• **What the task requires**:
First find the line with "If you could point out the crowd" in the entries below, then set down exactly every line through the line with "If you could point out the small", that line included.

Segment Start: The records

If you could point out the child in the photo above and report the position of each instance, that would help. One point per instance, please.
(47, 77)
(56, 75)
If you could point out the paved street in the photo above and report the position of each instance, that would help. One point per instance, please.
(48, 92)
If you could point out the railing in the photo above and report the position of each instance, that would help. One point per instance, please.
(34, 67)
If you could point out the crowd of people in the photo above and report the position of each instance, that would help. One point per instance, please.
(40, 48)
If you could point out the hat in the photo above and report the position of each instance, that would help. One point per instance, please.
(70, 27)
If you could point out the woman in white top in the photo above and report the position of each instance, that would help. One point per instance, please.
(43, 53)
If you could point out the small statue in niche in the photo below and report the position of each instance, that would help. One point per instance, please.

Segment End: The records
Segment Start: The records

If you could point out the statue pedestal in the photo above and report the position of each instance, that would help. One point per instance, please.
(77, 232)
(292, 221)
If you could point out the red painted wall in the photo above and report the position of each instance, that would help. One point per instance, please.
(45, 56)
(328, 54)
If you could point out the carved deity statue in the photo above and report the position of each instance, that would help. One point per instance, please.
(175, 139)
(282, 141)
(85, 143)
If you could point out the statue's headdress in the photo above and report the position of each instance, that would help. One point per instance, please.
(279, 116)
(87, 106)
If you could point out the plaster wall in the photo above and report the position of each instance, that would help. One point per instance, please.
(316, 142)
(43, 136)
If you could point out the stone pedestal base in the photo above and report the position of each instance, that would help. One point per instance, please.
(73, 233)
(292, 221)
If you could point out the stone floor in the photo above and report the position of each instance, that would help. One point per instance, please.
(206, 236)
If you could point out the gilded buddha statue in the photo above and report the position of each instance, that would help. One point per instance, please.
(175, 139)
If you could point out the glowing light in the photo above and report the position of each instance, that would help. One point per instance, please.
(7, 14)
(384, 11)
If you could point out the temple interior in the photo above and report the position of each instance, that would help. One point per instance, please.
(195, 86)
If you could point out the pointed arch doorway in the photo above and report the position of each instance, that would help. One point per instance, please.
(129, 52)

Segment End: The records

• **Response**:
If you could point out the crowd of people in the photo above and report the position of each instance, that would help. One point per instance, please.
(40, 48)
If you could point out the hat in the photo above and report the position of each instance, that would help. One point per instance, please.
(70, 27)
If you could point out the woman in white top in the photo above and report the position of each instance, that would help. One point per instance, please.
(43, 53)
If you could point out the small statue in niche in the photo below and report the position of each instance, that would help. One point per instance, please.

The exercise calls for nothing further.